[Texto de la página]
▼

Juan Gelman, en honor a la palabra
Adán, el de la primera semilla, el del primer beso, el del primer llanto, el del primer exilio, ese Adán debió llamarse Juan. Cuando Dios se dio cuenta ya era tarde, ya lo había expulsado a Adán.
¿Por qué Juan en vez de Adán? Porque Juan se dice con una sola sílaba. Cuando el grito grita es una sola sílaba. Cuando el amor se arroja es una sola sílaba.
Juan es una sílaba. Juan es el estampido de una semilla. Juan es Gelman. Gelman, el poesía.
Juan Gelman, nos avisaron los medios (que a veces son de comunicación), ganó el Premio Cervantes, el Nobel de la lengua castellana. Qué alegría que haya recibido estos laureles el ser que, entre tantos libros, escribió Valer la pena. Así es, lo que vale la pena vale la alegría.
Enseguida voy a contar un día compartido con Gelman y después conversaré con su poesía. Antes, recuerdo que este hombre supo encontrar a su nieta robada en los años de limbo y de infierno, cuando no sólo se violaba la vida, también se violaba la muerte y se robaban criaturas. Su dolor de padre y de abuelo pudo haber estrangulado a su poesía. Pudo haberla dejado en nada más que dolor y en furioso reclamo. Pero no. Gelman, sin abdicar, sin perder la dirección insomne de su conciencia, ahondó su poesía. Alzó la posta de Juan de la Cruz, de Quevedo, de Pablo de Rokha, de César Vallejo. Vadeó las eternas preguntas eternas y afrontó las de un tiempo, el nuestro, en el que la realidad desnucó al surrealismo. Este hombre, ¿qué viene haciendo con su poesía? A las cansadas palabras, tan deshilachadas, tan desteñidas, él directamente las descose. Les raja las costuras, las hace crujir, gritar, las hace alarir. Destripando palabras, al sustantivo lo vuelve verbo. Al otoño lo hace otoñar. Al pan, panar. Al mundo, mundar. No es para menos, es para más: consideremos que aquí, más acá de nuestras distraídas narices, la condición humana se desfondó.
Cornisa de la poesía. Permiso, voy recuperar pasajes del capítulo que le dediqué a Juan Gelman en mi libro Argentinos en la cornisa. Pero sería una macana que esto que viene nos arrastrara a la nostalgia. La nostalgia deviene lágrima, la lágrima deviene lagaña, la lagaña deviene resignación, la resignación deviene cancelación de sueños y de interrogantes furiosos.

▲

[Ejercicios]
a) Nombra a los poetas de quienes Gelman alzó la posta, según el texto sobre Juan Gelman.
b) Escribe una continuación del texto sobre Juan Gelman a partir de su última oración.

Registros de etiquetado de regiones
▼

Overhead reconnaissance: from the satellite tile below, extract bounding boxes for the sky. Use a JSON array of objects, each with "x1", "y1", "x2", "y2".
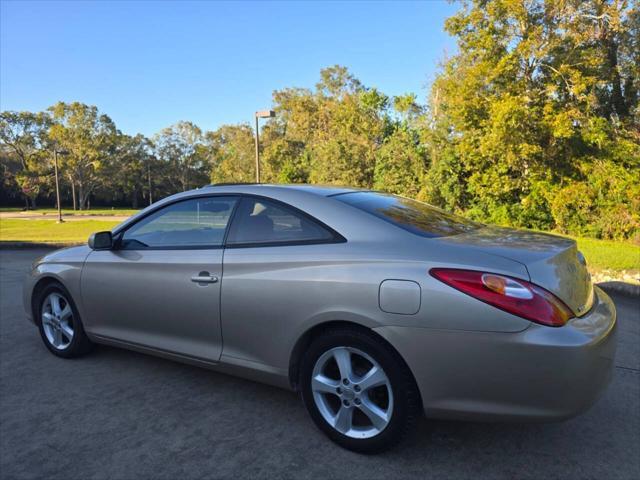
[{"x1": 0, "y1": 0, "x2": 457, "y2": 136}]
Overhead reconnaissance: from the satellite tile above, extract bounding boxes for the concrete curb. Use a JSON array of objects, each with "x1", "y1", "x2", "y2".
[
  {"x1": 596, "y1": 281, "x2": 640, "y2": 297},
  {"x1": 0, "y1": 241, "x2": 84, "y2": 250}
]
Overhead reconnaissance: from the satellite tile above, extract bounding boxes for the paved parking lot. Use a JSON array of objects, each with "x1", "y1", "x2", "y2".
[{"x1": 0, "y1": 250, "x2": 640, "y2": 480}]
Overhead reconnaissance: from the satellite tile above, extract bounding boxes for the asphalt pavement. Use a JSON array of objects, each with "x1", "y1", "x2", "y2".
[{"x1": 0, "y1": 250, "x2": 640, "y2": 480}]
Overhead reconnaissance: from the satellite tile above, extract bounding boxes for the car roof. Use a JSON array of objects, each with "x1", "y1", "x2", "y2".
[{"x1": 203, "y1": 183, "x2": 359, "y2": 197}]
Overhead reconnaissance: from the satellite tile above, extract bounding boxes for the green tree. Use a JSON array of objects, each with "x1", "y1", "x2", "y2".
[
  {"x1": 206, "y1": 124, "x2": 256, "y2": 183},
  {"x1": 49, "y1": 102, "x2": 119, "y2": 210},
  {"x1": 153, "y1": 122, "x2": 210, "y2": 192},
  {"x1": 0, "y1": 111, "x2": 50, "y2": 208},
  {"x1": 425, "y1": 0, "x2": 640, "y2": 236}
]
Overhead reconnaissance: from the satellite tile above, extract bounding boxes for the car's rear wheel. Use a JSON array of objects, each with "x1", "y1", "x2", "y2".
[
  {"x1": 300, "y1": 328, "x2": 419, "y2": 453},
  {"x1": 37, "y1": 283, "x2": 92, "y2": 358}
]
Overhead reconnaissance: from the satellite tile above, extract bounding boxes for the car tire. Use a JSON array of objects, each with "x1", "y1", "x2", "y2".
[
  {"x1": 299, "y1": 328, "x2": 420, "y2": 453},
  {"x1": 34, "y1": 282, "x2": 93, "y2": 358}
]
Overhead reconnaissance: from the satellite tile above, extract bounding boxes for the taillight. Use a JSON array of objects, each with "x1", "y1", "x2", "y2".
[{"x1": 429, "y1": 268, "x2": 573, "y2": 327}]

▲

[Respuestas]
a) Juan de la Cruz, Quevedo, Pablo de Rokha y César Vallejo.

b)
¿Cómo hacer para arrojarnos al pasado, por un ratito así, sin claudicar a la nostalgia? Vamos a intentarlo. Retrocederemos al presente del pasado. Ni por un pestañeo olvidaremos que “no morimos para morir”, que debemos seguir teniendo “sed y paciencias de animal”.
Mediados de la década del 60: la escena sucede en Mendoza, al oeste del paraíso. Soñábamos a destajo, con la imprescindible impunidad de los sueños. Un día, Alberto Patiño Correa (abogado, galerista, casado con Pampa Mercado, cuñado de Tununa Mercado) invitó a Mendoza a Juan Gelman, Paco Urondo, Juan Tata Cedrón, al bandoneonista César Stroscio y al violinista Carlos Lavochnik. El motivo era la presentación de un disco, Madrugada, con poemas de Gelman y tangos de Cedrón. En el recital, en un centro israelita, había mucha más gente joven de la esperada. Impactó la particular manera de Gelman, diciendo sus poemas. Esa especie de tonada personal hacía que sus versos se volvieran interrogación en su afirmación. Veinticinco años después, leyendo sus Interrupciones, me di cuenta de que Gelman afirma interrogando, que siempre se y nos interroga.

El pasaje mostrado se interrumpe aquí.